## Görev 1
Aşağıdaki metne göre şu ifadeler doğru mu: (a) Benzine önce 9, sonra 12 kuruş zam yapılmıştır; (b) Başbakan'a göre oğullarının şirket kurma hakkı yoktur; (c) Başbakan şirketlerini siyasete atılmadan önce oğullarına devretmiştir? Her biri için evet ya da hayır deyip metindeki belirleyici sözleri aynen alıntıla.
## Görev 2
Aşağıdaki metinde "AKP ve saray iktidarının hâl" sözleriyle başlayıp "karşıyayız." sözleriyle biten kısmı hiç değiştirmeden yeniden verir misin?

## Metin bölümü
┄┄┄┄┄┄
AKP ve saray iktidarının hâl ve
gidişi koskocaman bir sıfır. Sıfır, çünkü kısa bir süre önce
benzine önce 9 sonra 12 kuruş zam yapıldı motorine de neredeyse
bu kadar zam bindirildi. Ama görülüyor ki ne kadar zam yapılırsa
yapılsın AKP ve saray iktidarının ekonomide yarattığı kara
delikleri kapatmaya yapılan zamlar yetmiyor. Bu yüzden de
benzine bir kez daha zam yapılacağını öğrenmiş bulunuyoruz. Yani
bu demektir ki iğneden ipliğe yansıyacak zamlarla karşı
karşıyayız.
Ülke bu haldeyken bir de ne görelim Başbakan’ın oğulları ve
yakın akrabaları vergi cenneti olarak ifade edilen Malta’da ve
daha başka yerlerde şirketler kurmuşlar ve buralarda OFF-SHORE
hesapları var. Bu yüzden konu Başbakan Binali Yıldırım’a
sorulmuş. Verilen yanıtlar ise dam başında saksağan vur beline
kazmayı cinsinden. Başbakan’a göre kendisine oğulları üzerinden
eleştiri getirilerek itibarsızlaştırma yoluna gidiliyormuş. Oysa
oğullarının bu gibi şirket kurma hakları varmış. Üstelik
şirketlerini de siyasete atıldıktan sonra oğullarına
devretmiş.oğullarına da demiş ki; devletle asla iş
yapmayacaksınız. Başbakan elinde kağıt sallayarak sözünü
sürdürüyor ve benim çocuklarımın Türkiye’deki şirketi en yüksek
vergiyi ödüyor.
┄┄┄┄┄┄
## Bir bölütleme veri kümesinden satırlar
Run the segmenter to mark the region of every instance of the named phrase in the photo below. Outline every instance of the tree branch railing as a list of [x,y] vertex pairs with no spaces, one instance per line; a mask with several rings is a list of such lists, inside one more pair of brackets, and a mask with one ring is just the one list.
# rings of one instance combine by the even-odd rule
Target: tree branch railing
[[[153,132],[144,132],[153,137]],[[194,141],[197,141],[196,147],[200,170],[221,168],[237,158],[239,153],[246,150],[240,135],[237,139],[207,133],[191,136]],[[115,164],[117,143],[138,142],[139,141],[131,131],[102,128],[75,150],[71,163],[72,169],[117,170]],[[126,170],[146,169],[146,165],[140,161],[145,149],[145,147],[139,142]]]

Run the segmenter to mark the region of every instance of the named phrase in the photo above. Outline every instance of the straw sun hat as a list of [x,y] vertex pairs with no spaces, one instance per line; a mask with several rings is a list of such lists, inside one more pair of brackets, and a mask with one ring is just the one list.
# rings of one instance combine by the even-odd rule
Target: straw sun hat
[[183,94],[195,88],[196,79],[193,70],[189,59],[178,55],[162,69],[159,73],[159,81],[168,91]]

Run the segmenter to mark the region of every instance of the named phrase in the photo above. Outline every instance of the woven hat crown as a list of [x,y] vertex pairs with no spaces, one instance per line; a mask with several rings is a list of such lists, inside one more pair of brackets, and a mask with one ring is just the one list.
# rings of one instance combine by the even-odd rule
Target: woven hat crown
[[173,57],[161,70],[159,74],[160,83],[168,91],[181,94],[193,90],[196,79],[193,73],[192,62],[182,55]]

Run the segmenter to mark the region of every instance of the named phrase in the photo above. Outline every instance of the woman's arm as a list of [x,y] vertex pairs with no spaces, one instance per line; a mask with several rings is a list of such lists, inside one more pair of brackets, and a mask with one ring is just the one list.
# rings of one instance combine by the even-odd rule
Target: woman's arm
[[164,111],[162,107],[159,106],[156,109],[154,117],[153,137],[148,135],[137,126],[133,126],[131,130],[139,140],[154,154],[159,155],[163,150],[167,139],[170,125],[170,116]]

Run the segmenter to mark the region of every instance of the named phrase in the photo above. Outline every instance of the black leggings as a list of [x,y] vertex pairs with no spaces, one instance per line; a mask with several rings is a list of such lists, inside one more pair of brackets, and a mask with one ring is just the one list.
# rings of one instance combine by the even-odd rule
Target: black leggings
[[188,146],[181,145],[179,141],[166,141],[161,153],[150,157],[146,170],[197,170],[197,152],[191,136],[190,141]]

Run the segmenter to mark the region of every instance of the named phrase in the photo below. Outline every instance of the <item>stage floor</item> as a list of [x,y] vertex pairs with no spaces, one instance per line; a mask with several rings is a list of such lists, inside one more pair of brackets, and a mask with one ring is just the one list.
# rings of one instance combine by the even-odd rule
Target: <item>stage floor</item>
┄┄┄┄┄┄
## Tam yanıt 1
(a) Evet: “benzine önce 9 sonra 12 kuruş zam yapıldı”
(b) Hayır: “Oysa oğullarının bu gibi şirket kurma hakları varmış.”
(c) Hayır: “şirketlerini de siyasete atıldıktan sonra oğullarına devretmiş”

## Tam yanıt 2
AKP ve saray iktidarının hâl ve
gidişi koskocaman bir sıfır. Sıfır, çünkü kısa bir süre önce
benzine önce 9 sonra 12 kuruş zam yapıldı motorine de neredeyse
bu kadar zam bindirildi. Ama görülüyor ki ne kadar zam yapılırsa
yapılsın AKP ve saray iktidarının ekonomide yarattığı kara
delikleri kapatmaya yapılan zamlar yetmiyor. Bu yüzden de
benzine bir kez daha zam yapılacağını öğrenmiş bulunuyoruz. Yani
bu demektir ki iğneden ipliğe yansıyacak zamlarla karşı
karşıyayız.